> _Work required_:
Among the records below, find the lines with the word "skin" and copy them.

Top of Task inputs

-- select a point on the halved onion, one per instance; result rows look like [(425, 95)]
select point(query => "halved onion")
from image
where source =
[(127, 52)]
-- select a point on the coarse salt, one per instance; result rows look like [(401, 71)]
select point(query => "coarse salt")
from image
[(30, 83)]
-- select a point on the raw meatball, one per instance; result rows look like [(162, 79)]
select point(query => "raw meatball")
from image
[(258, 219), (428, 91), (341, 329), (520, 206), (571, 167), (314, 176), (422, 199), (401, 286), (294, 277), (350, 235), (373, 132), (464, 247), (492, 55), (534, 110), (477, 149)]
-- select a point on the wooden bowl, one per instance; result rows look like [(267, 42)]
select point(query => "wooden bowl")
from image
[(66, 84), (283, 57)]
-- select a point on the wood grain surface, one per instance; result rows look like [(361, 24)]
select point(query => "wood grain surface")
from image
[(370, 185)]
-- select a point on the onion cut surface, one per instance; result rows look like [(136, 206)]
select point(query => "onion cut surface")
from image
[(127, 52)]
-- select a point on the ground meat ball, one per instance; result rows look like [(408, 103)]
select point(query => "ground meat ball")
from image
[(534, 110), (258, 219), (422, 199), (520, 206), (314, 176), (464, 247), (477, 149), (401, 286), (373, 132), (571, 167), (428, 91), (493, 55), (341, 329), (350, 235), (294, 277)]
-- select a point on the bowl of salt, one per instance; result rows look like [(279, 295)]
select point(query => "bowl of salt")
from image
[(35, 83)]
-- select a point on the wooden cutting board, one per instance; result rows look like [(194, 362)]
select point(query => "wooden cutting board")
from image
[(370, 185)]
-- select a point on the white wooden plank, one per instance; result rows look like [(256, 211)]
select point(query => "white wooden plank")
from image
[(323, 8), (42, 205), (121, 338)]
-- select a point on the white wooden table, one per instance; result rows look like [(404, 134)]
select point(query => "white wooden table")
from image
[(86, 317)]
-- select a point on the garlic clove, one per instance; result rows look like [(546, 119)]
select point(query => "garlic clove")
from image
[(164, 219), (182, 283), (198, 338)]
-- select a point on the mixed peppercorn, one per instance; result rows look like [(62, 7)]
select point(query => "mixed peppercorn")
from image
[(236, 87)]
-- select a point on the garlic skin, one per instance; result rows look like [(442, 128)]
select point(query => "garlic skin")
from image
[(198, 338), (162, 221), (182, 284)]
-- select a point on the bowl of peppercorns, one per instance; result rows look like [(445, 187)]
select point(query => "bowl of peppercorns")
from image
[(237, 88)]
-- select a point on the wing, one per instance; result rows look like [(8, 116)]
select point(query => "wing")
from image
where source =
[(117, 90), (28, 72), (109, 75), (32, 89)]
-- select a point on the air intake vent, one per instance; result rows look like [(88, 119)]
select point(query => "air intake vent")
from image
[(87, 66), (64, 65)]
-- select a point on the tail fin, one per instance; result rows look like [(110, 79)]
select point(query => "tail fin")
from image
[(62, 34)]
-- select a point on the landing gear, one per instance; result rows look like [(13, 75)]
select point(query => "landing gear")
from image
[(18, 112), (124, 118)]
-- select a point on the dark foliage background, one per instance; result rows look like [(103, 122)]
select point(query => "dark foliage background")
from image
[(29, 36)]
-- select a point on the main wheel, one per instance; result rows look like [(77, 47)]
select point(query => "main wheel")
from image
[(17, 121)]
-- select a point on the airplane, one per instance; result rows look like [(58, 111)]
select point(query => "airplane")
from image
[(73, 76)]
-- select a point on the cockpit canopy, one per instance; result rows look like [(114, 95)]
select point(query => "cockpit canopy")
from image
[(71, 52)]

Bottom of Task inputs

> _Written response_:
-- select a point on the garlic skin, one per instance; result rows look like [(442, 128)]
select point(query => "garlic skin")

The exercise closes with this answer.